◆ **TASK OBJECTIVE**
When you reach the records below, repeat each one exactly as written.

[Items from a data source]
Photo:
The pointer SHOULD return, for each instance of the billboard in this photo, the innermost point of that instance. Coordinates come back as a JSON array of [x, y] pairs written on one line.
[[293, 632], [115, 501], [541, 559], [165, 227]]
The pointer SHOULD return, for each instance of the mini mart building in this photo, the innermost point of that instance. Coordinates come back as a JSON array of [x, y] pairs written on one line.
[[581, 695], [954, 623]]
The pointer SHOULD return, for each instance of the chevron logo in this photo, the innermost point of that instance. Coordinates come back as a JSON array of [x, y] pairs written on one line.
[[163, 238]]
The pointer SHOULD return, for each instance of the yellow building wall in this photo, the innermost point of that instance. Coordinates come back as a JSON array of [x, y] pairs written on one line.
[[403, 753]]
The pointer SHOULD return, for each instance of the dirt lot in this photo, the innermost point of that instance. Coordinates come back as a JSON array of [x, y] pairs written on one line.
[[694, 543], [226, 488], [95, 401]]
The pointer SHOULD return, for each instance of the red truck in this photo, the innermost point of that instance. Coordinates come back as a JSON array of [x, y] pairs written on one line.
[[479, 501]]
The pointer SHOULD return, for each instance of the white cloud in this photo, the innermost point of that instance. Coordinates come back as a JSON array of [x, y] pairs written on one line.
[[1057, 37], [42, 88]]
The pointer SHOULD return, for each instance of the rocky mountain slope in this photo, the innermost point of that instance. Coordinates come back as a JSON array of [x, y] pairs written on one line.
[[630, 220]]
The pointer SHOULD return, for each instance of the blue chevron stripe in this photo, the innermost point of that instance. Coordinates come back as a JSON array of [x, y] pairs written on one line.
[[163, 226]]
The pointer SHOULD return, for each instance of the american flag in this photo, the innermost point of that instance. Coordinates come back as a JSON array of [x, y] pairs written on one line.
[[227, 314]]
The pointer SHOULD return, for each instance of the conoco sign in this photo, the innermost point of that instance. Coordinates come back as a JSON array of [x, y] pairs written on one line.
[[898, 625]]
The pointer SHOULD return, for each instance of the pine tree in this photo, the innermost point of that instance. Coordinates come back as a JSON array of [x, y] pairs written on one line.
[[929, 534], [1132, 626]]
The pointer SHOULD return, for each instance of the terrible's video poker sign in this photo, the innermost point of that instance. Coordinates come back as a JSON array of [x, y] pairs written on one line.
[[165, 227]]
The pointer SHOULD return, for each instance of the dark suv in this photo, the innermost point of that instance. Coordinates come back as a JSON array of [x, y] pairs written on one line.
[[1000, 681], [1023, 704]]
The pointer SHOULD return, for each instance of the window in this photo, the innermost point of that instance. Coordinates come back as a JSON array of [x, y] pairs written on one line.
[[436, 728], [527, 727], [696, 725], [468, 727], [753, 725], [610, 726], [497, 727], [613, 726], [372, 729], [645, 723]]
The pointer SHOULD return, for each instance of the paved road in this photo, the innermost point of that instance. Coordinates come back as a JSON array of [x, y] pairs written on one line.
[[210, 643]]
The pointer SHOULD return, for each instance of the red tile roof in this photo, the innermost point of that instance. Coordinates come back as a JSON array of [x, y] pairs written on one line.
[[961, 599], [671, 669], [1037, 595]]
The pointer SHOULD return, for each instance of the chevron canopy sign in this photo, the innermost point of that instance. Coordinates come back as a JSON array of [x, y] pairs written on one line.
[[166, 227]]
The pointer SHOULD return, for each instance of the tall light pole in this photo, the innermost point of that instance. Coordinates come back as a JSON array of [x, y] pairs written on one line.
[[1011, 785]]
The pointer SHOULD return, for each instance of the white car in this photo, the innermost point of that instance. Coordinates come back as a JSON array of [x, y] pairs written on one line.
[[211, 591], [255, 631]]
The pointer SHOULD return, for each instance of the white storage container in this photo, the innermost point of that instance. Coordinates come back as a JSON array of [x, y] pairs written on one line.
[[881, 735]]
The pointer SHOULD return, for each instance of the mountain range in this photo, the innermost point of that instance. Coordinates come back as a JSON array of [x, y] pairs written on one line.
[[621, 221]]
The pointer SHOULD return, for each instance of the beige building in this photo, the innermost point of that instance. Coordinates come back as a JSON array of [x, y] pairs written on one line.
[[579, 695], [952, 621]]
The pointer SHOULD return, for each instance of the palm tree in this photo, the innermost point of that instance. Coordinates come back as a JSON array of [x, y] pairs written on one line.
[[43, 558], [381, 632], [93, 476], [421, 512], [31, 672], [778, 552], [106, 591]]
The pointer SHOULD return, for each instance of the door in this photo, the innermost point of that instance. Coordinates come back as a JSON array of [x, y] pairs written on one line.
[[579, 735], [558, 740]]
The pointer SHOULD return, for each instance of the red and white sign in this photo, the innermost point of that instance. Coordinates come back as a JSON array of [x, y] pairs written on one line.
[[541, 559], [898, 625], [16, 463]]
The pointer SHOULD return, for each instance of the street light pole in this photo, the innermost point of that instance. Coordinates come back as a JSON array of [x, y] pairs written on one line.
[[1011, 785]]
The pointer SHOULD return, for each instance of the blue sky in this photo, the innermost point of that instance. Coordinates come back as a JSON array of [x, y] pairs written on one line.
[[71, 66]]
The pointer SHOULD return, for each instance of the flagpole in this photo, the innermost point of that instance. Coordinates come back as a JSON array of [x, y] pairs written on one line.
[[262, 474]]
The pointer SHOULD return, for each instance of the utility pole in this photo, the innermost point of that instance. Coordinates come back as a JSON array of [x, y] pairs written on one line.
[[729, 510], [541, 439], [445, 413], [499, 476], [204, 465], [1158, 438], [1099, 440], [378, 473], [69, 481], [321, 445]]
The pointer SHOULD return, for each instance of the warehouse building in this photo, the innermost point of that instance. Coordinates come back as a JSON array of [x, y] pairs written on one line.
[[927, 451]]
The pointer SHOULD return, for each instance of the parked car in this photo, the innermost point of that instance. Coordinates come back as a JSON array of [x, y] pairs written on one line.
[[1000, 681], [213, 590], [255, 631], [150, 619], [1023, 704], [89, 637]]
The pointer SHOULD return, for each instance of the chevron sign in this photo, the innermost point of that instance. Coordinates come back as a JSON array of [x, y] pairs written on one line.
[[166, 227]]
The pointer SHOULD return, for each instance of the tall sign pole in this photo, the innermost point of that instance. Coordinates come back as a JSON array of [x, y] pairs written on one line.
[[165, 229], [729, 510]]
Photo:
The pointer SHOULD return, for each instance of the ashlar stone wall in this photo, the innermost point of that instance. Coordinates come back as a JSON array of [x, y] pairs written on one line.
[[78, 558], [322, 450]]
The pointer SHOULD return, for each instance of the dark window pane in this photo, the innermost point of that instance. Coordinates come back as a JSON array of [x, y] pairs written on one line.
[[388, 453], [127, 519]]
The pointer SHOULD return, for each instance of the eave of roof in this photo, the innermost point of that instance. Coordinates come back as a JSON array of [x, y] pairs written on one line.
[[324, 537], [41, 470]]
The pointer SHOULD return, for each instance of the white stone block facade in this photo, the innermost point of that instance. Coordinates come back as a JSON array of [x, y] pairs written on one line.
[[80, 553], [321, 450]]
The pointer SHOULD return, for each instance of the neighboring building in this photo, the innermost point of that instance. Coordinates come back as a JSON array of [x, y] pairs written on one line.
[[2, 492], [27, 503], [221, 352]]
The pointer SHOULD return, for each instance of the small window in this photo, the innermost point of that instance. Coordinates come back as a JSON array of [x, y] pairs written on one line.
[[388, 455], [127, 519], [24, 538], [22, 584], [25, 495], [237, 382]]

◆ **ANSWER BOX**
Photo:
The pointer SHOULD return, for each instance of the billboard in this photo, the innermost point of that instance. Coordinates come back as a JSON array of [x, y] pairs written on one line.
[[293, 632], [115, 501], [541, 559], [165, 227]]
The pointer SHOULD return, for each instance of the mini mart building in this photo, the innermost point of that instance. Coordinates come back as a JSON array of [x, y] pairs written on one line.
[[581, 695], [954, 623]]
The pointer SHOULD return, for each instance of the chevron logo in this photo, the innermost point of that instance. Coordinates come back as a JSON array of [x, y] pairs written on one line.
[[163, 238]]
The pointer SHOULD return, for each instance of the yellow building wall in this photo, the innermost point of that instance. Coordinates come back as a JSON array of [x, y] pairs written on one line.
[[403, 753]]
The pointer SHOULD return, for each instance of the dirt lot in this photo, the innermost point of that instance. Coordinates come back as a JSON array of [x, y] pairs written on one line.
[[694, 543], [226, 488], [95, 401]]
The pointer SHOULD return, for each instance of the red truck in this photo, the innermost point of that instance. Coordinates come back as a JSON array of [x, y] pairs written on one line.
[[479, 501]]
The pointer SHOULD return, for each instance of the white cloud in this photo, the innermost point of that instance. Coordinates come back as a JSON array of [x, y] pairs written on one line.
[[1057, 37], [42, 88]]
The pointer SHOULD return, for each instance of the rocky mountain slope in this photo, the innermost point of that instance. Coordinates come back as a JSON array of [x, y] pairs written on one line.
[[630, 220]]
The pointer SHOULD return, for each instance of the blue chevron stripe in this photo, the innermost point of that instance. Coordinates come back as a JSON array of [x, y] pairs written on one line.
[[163, 226]]
The pointer SHOULD return, for each instance of the american flag in this photo, the innermost point of that instance. Coordinates come back as a JSON array of [x, y] pairs written on one line.
[[227, 314]]
The pointer SHOULD return, for each instance of the conoco sign in this photo, the innermost point of that instance. Coordinates come back as a JSON array of [x, y] pairs written on one line.
[[898, 625]]
The pointer SHOULD return, for each instance of the pine tree in this photo, the innermost point of that instance. Coordinates come back as a JSON array of [x, y] pairs written on one line.
[[929, 534], [1132, 626]]
The pointer SHOULD return, for each instance of the terrible's video poker sign in this photo, the innermost point of that instance. Coordinates come back as a JSON array of [x, y] pairs written on one line.
[[165, 227]]
The pointer SHOULD return, for each instance of the dark suv in this photo, the innermost point of that instance. Coordinates come back as a JSON array of [x, y] pairs written on one line.
[[1000, 681], [1023, 704]]
The pointer SHOULD return, for each instance of the window in this photo, the innermost point of that instance. Coordinates come back as a JSON array of [x, y] pairs written on one line.
[[436, 728], [527, 727], [696, 725], [468, 727], [753, 725], [610, 726], [497, 727], [613, 726], [372, 729], [645, 723]]
The pointer SHOULD return, for each instance of the paved road in this photo, the innermost point of that instance. Coordinates come back as a JSON array of [x, y] pairs written on one line.
[[210, 643]]
The pointer SHOULD return, for each instance of the red tile roof in this photo, the innermost point of that instance. Coordinates come back as a JSON array of [x, y] pairs written on one line.
[[961, 599], [671, 669], [1037, 595]]
The pointer SHOULD return, for each instance of the chevron canopy sign in this photo, the innermost point of that instance. Coordinates come back as a JSON array of [x, y] pairs written on one line.
[[166, 227]]
The pointer SHOULD return, for each instance of the tall light pole in this photo, the innermost point of that instance. Coordinates come back as a JSON array of [x, y] pairs written on one line.
[[1011, 785]]
The pointer SHOULD return, for each instance of the white car in this photo, the innermost point of that instance. Coordinates come back as a JSON array of [x, y] pairs written on one line.
[[211, 591], [255, 631]]
The pointer SHOULD return, for each instance of the white storage container in this photo, the innermost point of that instance. Coordinates come back as a JSON array of [x, y] pairs written on one line.
[[881, 735]]
The pointer SHOULD return, for each instance of the mountain range in this photo, the innermost point of that instance. Coordinates come back as a JSON array of [x, y] pairs written on one line.
[[621, 221]]
The pointer SHOULD return, for each instance of the beige building in this photo, the innermost point of that instance. Coordinates come back as a JSON array of [x, y] pairs written on one line.
[[579, 695], [952, 621]]
The pointer SHOULD return, for each instance of the palm tree in this photo, the innermost point of that instance. Coordinates come back as a JSON array of [x, y] pairs written on one line.
[[43, 558], [381, 632], [93, 476], [421, 512], [31, 672], [778, 552], [106, 591]]
The pointer SHOULD return, for each instance of the door in this photo, the innermost point of that instance. Coordinates come back as a JSON array of [x, y] pairs written on one line.
[[579, 735], [558, 740]]
The pointer SHOULD return, for each instance of the red and white sign in this photo, the innermost point of that instance. Coordinates come back as a JSON array of [x, y] pairs written on one line.
[[541, 559], [898, 625], [16, 463]]
The pointer SHOULD return, for each instance of the street light pole in this photo, the innermost point of that instance. Coordinates come back as a JSON array of [x, y] pairs written on one line.
[[1011, 785]]
The pointer SHOULD return, for each instance of the blue sky in this photo, the innermost point of that instance. Coordinates come back as a JSON array of [x, y] pairs written on one line.
[[71, 66]]
The pointer SHOULD return, for each instance of the flagpole in this photo, the innermost point of that instance. Coordinates come back as a JSON array of [x, y] pairs written on one line.
[[262, 474]]
The pointer SHOULD return, for each instance of the utility pole in this photo, the innermost point of that instance. Coordinates come back as a JSON array of [x, y] pairs written on one line.
[[729, 510], [541, 439], [445, 413], [499, 476], [204, 465], [1158, 438], [1099, 440], [378, 473], [69, 481], [321, 445]]
The pointer SHOULD return, for each instance of the warehouse building in this photo, the innermost point of that instance. Coordinates come back as a JSON array of [x, y] pairs written on one line.
[[927, 451]]
The pointer SHOULD return, for each instance of the parked car in this photo, the innermost point of that instance. Coordinates come back as a JSON array of [x, y] pairs written on one line.
[[1000, 681], [213, 590], [255, 631], [150, 619], [1023, 704], [89, 637]]
The pointer SHOULD return, for each instance of the chevron sign in this photo, the innermost point of that instance. Coordinates come back as a JSON array of [x, y] pairs written on one line.
[[166, 227]]
The pointer SHOULD return, for each instance of the tall sign pole in this photo, the innermost point of that instance. Coordinates come back as a JSON array of [x, y] pairs written on one line.
[[165, 229], [729, 510]]
Photo:
The pointer SHOULD return, for each instance of the ashlar stone wall in this photo, the innermost point of that instance. Coordinates come back as a JSON array of [x, y] pairs written on one line.
[[78, 558], [322, 450]]
The pointer SHOULD return, for each instance of the dark window pane in this photo, the innermost point of that instance. Coordinates come back as a JSON array of [x, y] pairs written on one line.
[[388, 453], [127, 519]]
The pointer SHOULD return, for each instance of the eave of roof in this photo, the innermost point of that instance. Coordinates come back as a JSON array of [x, y] pairs written on one line.
[[324, 537], [41, 470]]
The pointer SHOULD return, for each instance of the white stone block facade in this photo, the innermost point of that instance. Coordinates come back as a JSON array of [x, y] pairs written on one line.
[[80, 553], [321, 450]]
The pointer SHOULD return, for each instance of the neighboring building in this photo, the innermost point of that instance. Coordinates come back as a JSON array of [x, y] pairs written on one line.
[[2, 492], [27, 503], [221, 352]]
The pointer SHOULD return, for each instance of the small window in this photo, the innermost point of that instance. Coordinates come back as a JSON array of [x, y] pairs written on one line.
[[388, 455], [127, 519], [24, 538], [22, 584], [25, 495], [237, 382]]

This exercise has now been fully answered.